Il viaggio di Benoit nel territorio siciliano procede per tappe, per narrazioni, in cui le vicende delle opere interrotte si intrecciano con le biografie personali di chi quotidianamente abita questi luoghi. Il suo sguardo ogni volta altalena fra le opere interrotte, immobili testimoni dello scorrere del tempo e in attesa di un completamento che forse non avverrà mai; fra i racconti degli abitanti che danno voce e corpo ai futuri mancati delle opere che interrotte restano sullo sfondo; fra i paesaggi siciliani dove ricadono, proprio a sottolineare ogni volta la nostra appartenenza a questi luoghi ma l'abitudine a rimuoverli dallo sguardo.
Nel Polifunzionale di Giarre, che gradualmente la natura sta riassorbendo, Andrea Masu del collettivo Alterazioni Video e il sindaco della città immaginano un Parco Archeologico dell'Incompiuto Siciliano come monumento alla memoria di una vicenda specifica e come monito per il futuro. Lo Stadio da Polo di Giarre, mai terminato e occupato da una squadra di calcio per sopperire alla carenza di complessi sportivi, diventa l'occasione per l'allenatore di ragionare sui meccanismi di finanziamento di queste opere in Sicilia e sull'impossibilità di un completamento.
Il tronco sospeso di un viadotto a Randazzo, addomesticato tramite la realizzazione di una villetta con giardino che affaccia sul burrone, è il pretesto per la famiglia che ci vive per raccontare l'amore con cui la madre ha costruito il piccolo giardino. L'invaso della Diga di Blufi, costruita in provincia di Palermo e mai riempita d'acqua, è trasformata da un pastore della zona in pascolo per il suo gregge e diventa la scenografia per dare voce alla sua visione filosofica della vita. Storie minime che diventano uno scrigno di indizi sui paesaggi interrotti da decodificare, ma anche cartina al tornasole delle nuove modalità di abitare il paesaggio contemporaneo, che meritano di essere osservate con cura dagli urbanisti o architetti, per individuare i segni del mutamento.
In tal senso diventa fondamentale smontare i paradigmi disciplinari e le osservazioni approssimative e cristallizzate, partendo dalla costruzione di uno sguardo mobile e molteplice come quello di Benoit, capace di stare al passo dei processi che modificano questi luoghi e di mettere in campo una rappresentazione dove la reinterpretazione è già un progetto di un'immagine efficace per questi paesaggi. Il suo sguardo simultaneo e l'attenzione alle pratiche informali spingono a guardare da una diversa angolazione questi luoghi, rintracciandovi i materiali che li compongono che vengono quotidianamente smontati e riassemblati e gli usi alternativi che ne modificano il senso e l'uso a seconda delle esigenze o emergenze, restituendone un'immagine di paesaggi abitabili e legittimandone l'esistenza.

▶ [MATERIALE FORNITO]:

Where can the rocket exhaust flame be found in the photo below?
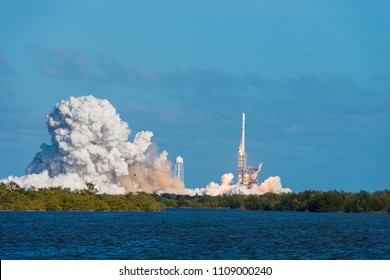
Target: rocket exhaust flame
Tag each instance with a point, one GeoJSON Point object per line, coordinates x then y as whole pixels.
{"type": "Point", "coordinates": [89, 144]}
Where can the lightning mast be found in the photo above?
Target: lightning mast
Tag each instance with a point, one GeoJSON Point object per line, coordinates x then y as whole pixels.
{"type": "Point", "coordinates": [242, 170]}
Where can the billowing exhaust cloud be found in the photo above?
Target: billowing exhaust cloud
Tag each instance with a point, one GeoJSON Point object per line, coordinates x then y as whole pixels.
{"type": "Point", "coordinates": [272, 184]}
{"type": "Point", "coordinates": [89, 144]}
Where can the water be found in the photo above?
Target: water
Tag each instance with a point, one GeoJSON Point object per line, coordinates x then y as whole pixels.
{"type": "Point", "coordinates": [194, 234]}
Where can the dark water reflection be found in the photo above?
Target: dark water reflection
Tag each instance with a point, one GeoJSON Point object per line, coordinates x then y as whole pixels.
{"type": "Point", "coordinates": [194, 234]}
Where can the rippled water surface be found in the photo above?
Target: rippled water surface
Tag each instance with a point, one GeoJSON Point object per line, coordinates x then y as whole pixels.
{"type": "Point", "coordinates": [194, 234]}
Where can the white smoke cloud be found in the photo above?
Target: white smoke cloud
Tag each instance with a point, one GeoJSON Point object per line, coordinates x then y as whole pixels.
{"type": "Point", "coordinates": [272, 184]}
{"type": "Point", "coordinates": [89, 144]}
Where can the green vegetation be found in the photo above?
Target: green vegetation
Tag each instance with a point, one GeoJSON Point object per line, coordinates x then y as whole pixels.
{"type": "Point", "coordinates": [307, 201]}
{"type": "Point", "coordinates": [15, 198]}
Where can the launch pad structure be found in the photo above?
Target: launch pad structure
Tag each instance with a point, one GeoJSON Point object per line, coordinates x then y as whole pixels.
{"type": "Point", "coordinates": [246, 175]}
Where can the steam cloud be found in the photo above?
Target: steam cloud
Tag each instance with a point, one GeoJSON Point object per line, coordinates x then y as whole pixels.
{"type": "Point", "coordinates": [90, 144]}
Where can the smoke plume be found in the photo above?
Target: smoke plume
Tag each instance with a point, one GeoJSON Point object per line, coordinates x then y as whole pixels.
{"type": "Point", "coordinates": [89, 144]}
{"type": "Point", "coordinates": [272, 184]}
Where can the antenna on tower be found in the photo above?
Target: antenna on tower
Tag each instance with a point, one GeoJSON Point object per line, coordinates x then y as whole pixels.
{"type": "Point", "coordinates": [179, 168]}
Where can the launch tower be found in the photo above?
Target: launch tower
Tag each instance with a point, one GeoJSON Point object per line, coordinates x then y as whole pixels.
{"type": "Point", "coordinates": [246, 175]}
{"type": "Point", "coordinates": [179, 168]}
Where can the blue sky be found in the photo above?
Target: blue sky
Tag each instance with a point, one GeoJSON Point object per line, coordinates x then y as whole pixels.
{"type": "Point", "coordinates": [313, 78]}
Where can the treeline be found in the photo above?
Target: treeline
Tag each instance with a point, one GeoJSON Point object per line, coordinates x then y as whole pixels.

▶ [RICHIESTA]: Continua il testo sulle opere incompiute in Sicilia, riprendendo subito dopo la sua ultima frase.

▶ [RISPOSTA ALL'ESERCIZIO]:
Ciò non implica un'accettazione passiva di tutte le pratiche che attraversano questi luoghi e un rifiuto totale del progetto pubblico, ma piuttosto diventa la base per costruire un progetto, architettonico o urbanistico che sia, "non deterministico", in grado di rinunciare ad uno sguardo predeterminato verso i paesaggi interrotti, provando a costruire ogni volta uno sguardo capace di cogliere le infinite variabili che li modificano, convogliando queste energie verso lo sviluppo di scenari realizzabili, che possano intercettare e adeguarsi alle reazioni e ai comportamenti mutevoli e spesso imprevisti, mettendo in gioco i nuovi attori della trasformazione.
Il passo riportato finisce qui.